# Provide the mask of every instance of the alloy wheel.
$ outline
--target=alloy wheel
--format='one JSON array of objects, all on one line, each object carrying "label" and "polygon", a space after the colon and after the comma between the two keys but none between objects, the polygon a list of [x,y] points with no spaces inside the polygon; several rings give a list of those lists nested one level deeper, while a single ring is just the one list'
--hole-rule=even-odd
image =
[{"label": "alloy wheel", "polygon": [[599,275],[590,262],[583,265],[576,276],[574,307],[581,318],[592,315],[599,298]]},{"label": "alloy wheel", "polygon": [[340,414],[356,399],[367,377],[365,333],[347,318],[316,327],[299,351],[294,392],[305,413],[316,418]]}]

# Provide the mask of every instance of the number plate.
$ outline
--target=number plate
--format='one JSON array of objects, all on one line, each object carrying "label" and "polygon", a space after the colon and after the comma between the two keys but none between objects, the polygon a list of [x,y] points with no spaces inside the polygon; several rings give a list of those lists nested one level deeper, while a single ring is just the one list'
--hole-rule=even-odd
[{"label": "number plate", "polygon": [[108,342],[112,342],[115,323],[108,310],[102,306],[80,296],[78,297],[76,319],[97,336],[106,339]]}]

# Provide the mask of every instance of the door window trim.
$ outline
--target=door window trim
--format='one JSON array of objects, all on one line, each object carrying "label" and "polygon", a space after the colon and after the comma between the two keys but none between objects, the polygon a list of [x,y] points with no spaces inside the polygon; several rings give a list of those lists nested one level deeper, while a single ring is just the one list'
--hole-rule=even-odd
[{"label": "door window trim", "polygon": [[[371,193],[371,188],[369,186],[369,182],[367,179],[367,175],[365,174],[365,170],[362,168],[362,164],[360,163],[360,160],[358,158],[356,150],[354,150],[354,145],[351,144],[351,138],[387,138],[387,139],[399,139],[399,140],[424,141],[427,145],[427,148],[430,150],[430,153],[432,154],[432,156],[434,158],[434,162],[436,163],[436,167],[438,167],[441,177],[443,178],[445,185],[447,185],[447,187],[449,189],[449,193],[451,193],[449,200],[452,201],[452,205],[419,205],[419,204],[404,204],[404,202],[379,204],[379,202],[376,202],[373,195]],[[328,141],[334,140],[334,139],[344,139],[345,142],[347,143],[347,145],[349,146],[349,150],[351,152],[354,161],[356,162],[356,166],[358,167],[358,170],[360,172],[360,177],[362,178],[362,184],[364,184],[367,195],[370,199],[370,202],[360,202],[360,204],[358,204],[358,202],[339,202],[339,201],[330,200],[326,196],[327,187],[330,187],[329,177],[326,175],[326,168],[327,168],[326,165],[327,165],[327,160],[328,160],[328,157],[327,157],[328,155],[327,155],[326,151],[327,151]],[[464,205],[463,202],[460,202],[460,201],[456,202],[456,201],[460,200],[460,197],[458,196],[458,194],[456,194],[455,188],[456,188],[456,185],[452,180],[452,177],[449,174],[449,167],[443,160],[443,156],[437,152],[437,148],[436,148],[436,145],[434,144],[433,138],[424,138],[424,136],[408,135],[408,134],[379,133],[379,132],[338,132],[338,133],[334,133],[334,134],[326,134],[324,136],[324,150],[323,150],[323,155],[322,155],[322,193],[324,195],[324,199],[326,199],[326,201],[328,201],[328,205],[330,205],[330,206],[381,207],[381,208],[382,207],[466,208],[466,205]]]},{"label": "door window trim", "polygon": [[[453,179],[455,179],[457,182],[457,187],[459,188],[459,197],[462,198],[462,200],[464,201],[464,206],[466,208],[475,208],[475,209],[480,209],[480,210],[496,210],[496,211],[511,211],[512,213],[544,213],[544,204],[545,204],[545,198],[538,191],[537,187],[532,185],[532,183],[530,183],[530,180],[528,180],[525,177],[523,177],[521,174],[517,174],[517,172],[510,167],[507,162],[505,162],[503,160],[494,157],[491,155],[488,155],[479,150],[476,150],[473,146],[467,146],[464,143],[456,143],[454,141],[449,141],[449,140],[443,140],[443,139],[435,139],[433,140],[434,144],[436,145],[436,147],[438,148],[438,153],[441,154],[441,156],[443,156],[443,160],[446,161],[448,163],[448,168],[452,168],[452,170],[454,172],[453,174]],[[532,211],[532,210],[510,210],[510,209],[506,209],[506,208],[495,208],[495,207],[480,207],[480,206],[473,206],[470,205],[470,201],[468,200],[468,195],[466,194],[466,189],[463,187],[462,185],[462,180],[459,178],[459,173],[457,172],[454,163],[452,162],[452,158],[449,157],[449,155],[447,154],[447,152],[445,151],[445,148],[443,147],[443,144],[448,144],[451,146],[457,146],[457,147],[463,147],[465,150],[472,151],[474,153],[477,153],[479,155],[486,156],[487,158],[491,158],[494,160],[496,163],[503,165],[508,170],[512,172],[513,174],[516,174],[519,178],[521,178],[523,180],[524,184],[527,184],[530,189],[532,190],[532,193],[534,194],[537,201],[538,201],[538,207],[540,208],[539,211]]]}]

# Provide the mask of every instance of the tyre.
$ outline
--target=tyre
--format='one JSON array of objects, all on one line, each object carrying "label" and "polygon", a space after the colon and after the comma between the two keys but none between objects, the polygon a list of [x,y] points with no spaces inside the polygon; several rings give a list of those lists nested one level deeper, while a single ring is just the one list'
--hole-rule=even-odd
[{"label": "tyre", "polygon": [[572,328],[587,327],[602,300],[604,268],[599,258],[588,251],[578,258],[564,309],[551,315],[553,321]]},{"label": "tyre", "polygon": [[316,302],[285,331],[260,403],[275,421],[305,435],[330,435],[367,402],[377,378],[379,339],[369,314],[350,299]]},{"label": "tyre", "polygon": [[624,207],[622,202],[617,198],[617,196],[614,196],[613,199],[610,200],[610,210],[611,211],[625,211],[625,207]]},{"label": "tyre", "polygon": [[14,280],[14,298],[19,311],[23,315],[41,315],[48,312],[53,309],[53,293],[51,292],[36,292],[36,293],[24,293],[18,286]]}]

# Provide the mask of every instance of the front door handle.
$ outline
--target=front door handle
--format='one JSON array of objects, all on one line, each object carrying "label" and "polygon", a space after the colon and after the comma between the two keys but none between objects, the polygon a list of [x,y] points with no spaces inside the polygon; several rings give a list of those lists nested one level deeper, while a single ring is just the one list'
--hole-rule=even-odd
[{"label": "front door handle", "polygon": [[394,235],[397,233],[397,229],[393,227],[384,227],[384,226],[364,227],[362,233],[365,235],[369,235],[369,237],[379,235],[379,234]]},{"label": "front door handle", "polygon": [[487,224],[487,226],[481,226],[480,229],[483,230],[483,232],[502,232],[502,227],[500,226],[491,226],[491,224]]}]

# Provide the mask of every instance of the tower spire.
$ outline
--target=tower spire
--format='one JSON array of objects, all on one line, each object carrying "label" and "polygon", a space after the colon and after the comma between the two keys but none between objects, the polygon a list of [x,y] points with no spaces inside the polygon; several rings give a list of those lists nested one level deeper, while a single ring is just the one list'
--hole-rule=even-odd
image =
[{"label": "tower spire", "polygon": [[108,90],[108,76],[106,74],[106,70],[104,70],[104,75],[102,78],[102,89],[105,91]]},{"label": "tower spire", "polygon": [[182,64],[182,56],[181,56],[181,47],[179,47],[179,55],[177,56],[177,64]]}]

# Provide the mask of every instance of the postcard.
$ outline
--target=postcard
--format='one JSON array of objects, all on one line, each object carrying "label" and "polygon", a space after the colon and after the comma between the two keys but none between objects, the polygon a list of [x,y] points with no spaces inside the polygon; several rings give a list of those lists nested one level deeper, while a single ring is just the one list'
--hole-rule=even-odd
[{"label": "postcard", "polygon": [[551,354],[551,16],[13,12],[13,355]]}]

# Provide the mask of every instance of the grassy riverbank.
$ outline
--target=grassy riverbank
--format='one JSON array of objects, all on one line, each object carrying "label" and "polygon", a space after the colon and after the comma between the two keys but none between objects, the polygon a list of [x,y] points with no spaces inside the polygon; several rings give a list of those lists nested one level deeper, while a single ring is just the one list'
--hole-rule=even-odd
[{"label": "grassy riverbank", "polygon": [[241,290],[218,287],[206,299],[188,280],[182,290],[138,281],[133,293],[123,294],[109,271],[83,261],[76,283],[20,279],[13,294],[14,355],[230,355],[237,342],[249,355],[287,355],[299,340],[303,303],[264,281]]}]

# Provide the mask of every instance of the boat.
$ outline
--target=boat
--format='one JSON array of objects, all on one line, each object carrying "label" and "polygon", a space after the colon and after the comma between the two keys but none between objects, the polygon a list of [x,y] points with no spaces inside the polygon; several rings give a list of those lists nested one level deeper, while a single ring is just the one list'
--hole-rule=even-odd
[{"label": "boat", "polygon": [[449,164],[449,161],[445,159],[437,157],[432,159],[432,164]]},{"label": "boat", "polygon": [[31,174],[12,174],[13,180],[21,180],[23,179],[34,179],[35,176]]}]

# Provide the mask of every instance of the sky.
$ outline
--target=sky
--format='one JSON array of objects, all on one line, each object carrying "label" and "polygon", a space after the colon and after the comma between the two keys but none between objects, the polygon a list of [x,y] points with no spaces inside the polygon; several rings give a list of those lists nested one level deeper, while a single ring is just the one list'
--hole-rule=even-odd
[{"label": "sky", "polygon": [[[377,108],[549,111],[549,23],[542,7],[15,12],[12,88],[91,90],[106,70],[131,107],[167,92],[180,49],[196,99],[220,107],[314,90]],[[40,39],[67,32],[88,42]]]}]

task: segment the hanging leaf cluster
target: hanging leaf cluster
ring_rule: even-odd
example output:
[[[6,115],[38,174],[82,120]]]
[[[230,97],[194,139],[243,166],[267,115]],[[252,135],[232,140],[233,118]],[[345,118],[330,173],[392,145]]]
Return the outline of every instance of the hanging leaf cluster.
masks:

==========

REQUEST: Begin at the line that contains "# Provide the mask of every instance of the tower" and stop after the line that contains "--target=tower spire", reproducing every line in that span without change.

OUTPUT:
# Provide the mask of every instance of the tower spire.
$ outline
--target=tower spire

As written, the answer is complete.